Action item:
Once the line with "Target: white panel door" is found in the entries below, repeat that line and every one after it exactly, ending at the last.

─── Material for this exercise

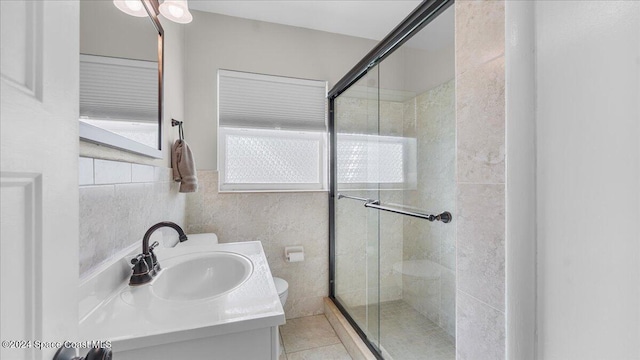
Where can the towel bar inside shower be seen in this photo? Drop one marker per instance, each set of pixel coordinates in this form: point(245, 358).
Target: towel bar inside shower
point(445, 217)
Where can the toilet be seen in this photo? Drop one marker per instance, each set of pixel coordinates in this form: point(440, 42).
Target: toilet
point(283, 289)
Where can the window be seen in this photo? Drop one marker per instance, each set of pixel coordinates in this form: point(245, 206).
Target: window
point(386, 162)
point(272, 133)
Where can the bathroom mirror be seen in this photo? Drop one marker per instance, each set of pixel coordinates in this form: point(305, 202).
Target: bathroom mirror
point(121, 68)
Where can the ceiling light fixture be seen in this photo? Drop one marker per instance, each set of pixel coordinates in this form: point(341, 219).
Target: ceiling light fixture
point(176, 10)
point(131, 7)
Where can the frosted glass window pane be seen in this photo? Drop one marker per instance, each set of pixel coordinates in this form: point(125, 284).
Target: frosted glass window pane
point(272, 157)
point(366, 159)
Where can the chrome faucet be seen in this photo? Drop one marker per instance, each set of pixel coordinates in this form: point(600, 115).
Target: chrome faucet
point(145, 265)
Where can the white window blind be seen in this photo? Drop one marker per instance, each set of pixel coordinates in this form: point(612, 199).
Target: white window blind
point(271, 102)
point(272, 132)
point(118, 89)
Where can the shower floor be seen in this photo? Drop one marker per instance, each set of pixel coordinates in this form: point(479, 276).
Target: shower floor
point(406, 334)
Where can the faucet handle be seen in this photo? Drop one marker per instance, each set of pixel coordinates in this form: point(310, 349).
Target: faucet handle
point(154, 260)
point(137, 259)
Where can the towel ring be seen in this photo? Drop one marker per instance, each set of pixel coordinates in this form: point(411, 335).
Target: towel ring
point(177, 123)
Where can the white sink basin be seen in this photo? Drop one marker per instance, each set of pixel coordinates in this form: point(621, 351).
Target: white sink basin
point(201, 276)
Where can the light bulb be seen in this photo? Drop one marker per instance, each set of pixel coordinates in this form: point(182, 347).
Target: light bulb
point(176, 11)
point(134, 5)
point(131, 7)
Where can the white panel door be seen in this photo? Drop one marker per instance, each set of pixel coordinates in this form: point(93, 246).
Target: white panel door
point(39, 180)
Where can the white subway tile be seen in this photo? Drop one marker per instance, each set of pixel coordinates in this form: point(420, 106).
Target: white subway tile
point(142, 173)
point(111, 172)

──────

Task response:
Target: white panel door
point(39, 180)
Where can the white subway tile be seen in this photo? Drop one marker per instance, each set of pixel coordinates in this form: point(420, 106).
Target: white subway tile
point(142, 173)
point(111, 172)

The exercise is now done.